Extracted records:
○ ○ ○ ○ ○ ○ ○
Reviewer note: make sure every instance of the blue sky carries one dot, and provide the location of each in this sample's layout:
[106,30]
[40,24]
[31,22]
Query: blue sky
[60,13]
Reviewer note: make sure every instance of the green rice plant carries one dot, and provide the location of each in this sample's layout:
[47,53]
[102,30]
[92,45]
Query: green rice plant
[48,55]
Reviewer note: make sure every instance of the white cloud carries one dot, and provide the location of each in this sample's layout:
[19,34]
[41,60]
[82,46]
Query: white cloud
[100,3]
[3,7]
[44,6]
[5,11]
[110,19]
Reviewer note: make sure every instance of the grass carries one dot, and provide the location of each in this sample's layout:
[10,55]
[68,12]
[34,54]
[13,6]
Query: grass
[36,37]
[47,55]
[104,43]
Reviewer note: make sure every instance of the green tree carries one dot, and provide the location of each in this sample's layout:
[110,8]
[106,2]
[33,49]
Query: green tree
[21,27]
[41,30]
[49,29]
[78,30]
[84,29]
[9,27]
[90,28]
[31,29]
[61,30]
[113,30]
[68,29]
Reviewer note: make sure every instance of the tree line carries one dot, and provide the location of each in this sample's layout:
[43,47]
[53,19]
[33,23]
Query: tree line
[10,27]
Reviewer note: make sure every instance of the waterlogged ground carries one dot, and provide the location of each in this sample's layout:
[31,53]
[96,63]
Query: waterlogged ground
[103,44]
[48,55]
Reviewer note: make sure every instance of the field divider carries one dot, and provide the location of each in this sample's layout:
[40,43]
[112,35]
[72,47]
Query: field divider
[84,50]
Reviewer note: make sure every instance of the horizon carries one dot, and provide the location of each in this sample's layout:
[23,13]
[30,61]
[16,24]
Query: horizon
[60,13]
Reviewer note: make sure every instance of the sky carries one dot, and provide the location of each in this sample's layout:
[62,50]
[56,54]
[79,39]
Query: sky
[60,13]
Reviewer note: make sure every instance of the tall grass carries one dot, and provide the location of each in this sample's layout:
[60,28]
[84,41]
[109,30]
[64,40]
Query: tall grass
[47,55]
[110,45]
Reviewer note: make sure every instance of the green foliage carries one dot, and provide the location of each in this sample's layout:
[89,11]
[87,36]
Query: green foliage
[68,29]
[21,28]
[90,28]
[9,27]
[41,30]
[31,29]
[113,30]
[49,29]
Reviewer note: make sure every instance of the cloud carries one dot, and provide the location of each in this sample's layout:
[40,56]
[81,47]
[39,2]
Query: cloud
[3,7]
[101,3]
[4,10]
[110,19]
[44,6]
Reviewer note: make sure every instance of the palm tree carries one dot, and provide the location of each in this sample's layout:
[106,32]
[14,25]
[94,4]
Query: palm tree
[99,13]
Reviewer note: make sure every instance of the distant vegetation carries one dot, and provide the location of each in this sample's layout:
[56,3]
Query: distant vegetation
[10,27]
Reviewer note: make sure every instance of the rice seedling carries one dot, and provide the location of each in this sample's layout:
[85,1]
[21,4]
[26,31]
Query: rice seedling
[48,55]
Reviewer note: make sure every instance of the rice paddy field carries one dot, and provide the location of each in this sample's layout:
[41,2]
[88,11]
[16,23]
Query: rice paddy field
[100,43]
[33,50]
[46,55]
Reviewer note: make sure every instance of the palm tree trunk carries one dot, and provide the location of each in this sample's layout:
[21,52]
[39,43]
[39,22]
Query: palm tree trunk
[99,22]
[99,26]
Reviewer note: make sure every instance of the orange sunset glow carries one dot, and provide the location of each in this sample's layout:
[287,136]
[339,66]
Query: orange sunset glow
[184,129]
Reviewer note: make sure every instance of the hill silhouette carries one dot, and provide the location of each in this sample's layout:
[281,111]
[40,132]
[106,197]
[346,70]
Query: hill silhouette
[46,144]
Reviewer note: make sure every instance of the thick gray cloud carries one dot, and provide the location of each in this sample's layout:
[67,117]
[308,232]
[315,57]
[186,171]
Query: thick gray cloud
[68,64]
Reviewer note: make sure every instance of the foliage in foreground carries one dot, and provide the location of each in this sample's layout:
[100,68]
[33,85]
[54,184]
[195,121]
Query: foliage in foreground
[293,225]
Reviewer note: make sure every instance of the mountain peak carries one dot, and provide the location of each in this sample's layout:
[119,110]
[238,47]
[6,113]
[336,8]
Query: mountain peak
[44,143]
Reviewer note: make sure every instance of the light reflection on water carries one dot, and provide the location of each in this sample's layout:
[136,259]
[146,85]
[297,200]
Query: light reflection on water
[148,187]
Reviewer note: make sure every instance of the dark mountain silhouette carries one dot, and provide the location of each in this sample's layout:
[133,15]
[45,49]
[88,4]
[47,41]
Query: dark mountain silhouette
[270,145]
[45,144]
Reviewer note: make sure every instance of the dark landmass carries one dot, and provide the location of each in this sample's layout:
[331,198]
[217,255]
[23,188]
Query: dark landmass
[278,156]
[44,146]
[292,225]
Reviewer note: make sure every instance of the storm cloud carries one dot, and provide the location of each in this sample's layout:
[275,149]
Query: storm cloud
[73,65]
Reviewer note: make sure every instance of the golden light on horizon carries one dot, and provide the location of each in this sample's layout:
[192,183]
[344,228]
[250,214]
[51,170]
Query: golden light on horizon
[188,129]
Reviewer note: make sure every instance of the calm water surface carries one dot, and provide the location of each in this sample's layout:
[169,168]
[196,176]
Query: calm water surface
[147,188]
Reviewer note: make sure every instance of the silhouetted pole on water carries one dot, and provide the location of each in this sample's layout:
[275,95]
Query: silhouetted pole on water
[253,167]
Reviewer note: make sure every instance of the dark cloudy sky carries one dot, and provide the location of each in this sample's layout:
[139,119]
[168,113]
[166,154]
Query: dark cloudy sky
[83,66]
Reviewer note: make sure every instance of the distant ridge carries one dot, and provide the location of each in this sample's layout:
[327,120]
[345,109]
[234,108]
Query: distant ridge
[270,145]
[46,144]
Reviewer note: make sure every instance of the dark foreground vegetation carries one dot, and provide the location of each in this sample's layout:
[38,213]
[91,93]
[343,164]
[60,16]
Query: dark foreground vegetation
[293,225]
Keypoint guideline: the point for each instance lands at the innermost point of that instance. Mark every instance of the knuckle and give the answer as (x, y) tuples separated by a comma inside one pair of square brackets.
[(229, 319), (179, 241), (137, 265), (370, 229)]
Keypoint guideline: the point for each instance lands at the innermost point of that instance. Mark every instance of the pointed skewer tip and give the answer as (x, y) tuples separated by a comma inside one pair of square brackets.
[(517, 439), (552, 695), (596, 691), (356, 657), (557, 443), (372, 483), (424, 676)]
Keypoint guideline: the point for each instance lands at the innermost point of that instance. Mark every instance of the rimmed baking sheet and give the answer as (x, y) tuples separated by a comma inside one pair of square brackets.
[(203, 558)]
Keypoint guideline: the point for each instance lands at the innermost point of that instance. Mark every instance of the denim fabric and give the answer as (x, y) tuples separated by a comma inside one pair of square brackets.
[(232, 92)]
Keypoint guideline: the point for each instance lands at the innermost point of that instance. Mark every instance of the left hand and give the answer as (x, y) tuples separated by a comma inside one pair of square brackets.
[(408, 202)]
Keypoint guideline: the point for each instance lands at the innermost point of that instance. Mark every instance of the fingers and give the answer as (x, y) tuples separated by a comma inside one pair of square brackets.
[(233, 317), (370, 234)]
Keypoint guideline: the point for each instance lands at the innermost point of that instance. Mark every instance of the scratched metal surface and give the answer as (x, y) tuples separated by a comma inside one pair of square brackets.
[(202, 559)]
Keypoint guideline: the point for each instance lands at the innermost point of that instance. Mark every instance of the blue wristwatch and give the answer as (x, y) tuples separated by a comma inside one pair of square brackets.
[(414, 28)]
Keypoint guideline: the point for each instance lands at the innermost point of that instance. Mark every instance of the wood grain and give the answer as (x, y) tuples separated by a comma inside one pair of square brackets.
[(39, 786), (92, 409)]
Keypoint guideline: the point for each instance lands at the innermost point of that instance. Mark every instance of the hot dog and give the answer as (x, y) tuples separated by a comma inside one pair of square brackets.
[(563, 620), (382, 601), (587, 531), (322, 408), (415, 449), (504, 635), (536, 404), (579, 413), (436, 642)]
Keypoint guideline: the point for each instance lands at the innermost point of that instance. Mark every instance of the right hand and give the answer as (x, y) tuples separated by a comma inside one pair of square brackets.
○ ○ ○ ○ ○ ○ ○
Instruction
Every line from the one containing "of the left" through the end of the entries above must be echoed exactly, with both ends kept.

Answer to the exercise
Keypoint guideline: the point for each instance lands at the innermost point of that instance. Mark every instance of the left hand and give the answer as (x, y) tuples separated by a comma inside one pair of square brackets.
[(408, 202)]
Keypoint guideline: the point for each instance lands at the innermost point of that instance. Mark every instance of the fingers and give the answer as (x, y) tuples separated by a comma inside one pair of square brackets.
[(233, 317), (370, 234)]
Keypoint guideline: the point for each instance lands at the innermost point of that instance. Mark every instance of the scratched metal surface and give the answer as (x, y) tuples separated by a comma inside one pair of square brackets.
[(202, 559)]
Keypoint guideline: the point for each instance lands at the innermost point of that instance. Mark every instance of the blue wristwatch and give the answer as (x, y) tuples separated by a comma inside one pair of square brackets.
[(414, 28)]
Keypoint guideline: the point for each instance lands at the innermost point of that instance. Mark every instance of the wood grain and give the answer as (x, y) tuples separated by a comma inside one pair of square brackets.
[(39, 786), (92, 409)]
Keypoint guideline: the point for each instance lands at the innermost point of that instance. Mark every instance of the hot dog and give the answer as (x, y) tuples separated by a comma inside one pair of square brackets.
[(563, 620), (382, 601), (587, 531), (322, 408), (415, 449), (504, 635), (536, 404), (579, 413), (436, 642)]
Keypoint guideline: the point for each instance lands at the innermost point of that instance. Mark every instance of the right hand and give the answer as (x, y) tuples separated by a comma inside one pair of square brackets.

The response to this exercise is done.